• [Your tasks]:
1. Using the REPCLASS readme, answer each question:
(a) Which lab and university are named at the top?
(b) In step 1, which file is copied, and from which folder?
(c) What example value is shown for the '$JOB_NAME' entry?
2. Resume the REPCLASS readme from its last line and write the next configuration steps in the same style.

═══ Excerpted text ═══

README for REPCLASS
-------------------
**User configuration guide**
-------------------
(last update 06/09/09)

version 1.0.0

Feschotte Lab - University of Texas at Arlington

Contact information for FAQs and/bugs:
Cedric Feschotte
Email: cedric@uta.edu
Office: 817-272-2426
Lab: 817-272-5574
Fax: 817-272-2855

Thanks:
Umeshkumar Keswani
Nirmal Ranganathan
Marcel L. Guibotsy Mboulas
Assiatou Barrie
David Levine

-------------------

**User Configuration Guide**

This guide tells you where to access the different variables to be 
configured for each run, where to access and how read the outputs.

Please, read the entire 'User Configuration guide' before proceeding, and 
make sure you understand each step required for a successful configuration.

1. Copy the 'sample.conf' file from the 'REPCLASS/conf' folder to the 
   folder where the target genome is located and rename it appropraitely. 
   e.g. use the command:

   > cp /home/software/REPCLASS/conf/sample.conf  /home/your_name/genomes/repclass_configure.conf

2. Open this 'repclass_configure.conf' and make the following 
   modifications:

	2.1. Configure the '$JOB_NAME' entry to an appropriate job name 
             (e.g. name of the species and assembly, or name of organism):
		e.g. $JOB_NAME = "hg18";

	2.2. Configure the '$DATA' entry to the complete location of the 
             folder where you want the repclass output to be located.

═══ Given data ═══

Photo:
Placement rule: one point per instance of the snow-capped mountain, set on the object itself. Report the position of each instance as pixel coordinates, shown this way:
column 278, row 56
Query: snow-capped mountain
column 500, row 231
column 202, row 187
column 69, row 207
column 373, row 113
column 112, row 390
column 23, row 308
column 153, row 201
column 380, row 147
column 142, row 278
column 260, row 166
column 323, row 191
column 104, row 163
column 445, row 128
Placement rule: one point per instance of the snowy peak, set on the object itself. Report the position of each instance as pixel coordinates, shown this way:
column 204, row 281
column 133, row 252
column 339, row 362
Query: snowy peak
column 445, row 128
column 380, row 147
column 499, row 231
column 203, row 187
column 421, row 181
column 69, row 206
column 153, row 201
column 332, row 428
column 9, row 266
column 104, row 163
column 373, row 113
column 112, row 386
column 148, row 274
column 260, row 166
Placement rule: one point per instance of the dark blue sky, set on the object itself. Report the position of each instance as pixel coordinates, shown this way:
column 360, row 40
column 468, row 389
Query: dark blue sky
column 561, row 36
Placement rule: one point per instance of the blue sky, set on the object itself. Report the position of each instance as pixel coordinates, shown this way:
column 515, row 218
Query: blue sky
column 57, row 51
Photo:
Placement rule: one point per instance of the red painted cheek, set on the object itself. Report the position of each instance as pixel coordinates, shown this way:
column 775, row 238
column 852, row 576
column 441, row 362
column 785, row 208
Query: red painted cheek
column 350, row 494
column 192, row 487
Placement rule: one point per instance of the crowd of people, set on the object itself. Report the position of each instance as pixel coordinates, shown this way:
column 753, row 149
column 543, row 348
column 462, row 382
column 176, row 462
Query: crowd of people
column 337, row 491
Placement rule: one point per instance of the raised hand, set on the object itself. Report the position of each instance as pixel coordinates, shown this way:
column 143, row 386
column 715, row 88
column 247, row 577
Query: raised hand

═══

• [Outputs by task]:
1.
(a) Feschotte Lab, University of Texas at Arlington
(b) The 'sample.conf' file, from the 'REPCLASS/conf' folder
(c) "hg18"

2.
		e.g. $DATA = "/home/your_name/REPCLASSoutputs/human_genome";

 	2.3. Configure the '$GENOME_LOCATION' entry to the complete 
             location of the target genome fasta file (generally where all 
             the genomes are located).
		e.g. $GENOME_LOCATION = "/home/your_name/genomes"

	2.4. '$GENOME_FILE' refers to the actuel name of the input target 
             genome fasta file.
		e.g. $GENOME_FILE = "hg18_all";

	2.5. '$TE_SEQUENCE' entry refers to the complete location of the 
             file which contains the consensus sequences that you want to 
             classify.
		e.g. $TE_SEQUENCE = "/home/your_name/ConsensusLibrary/human_repeats_cons_seq.txt";

3. Save the modifications and close the 'repclass_configure.conf' file.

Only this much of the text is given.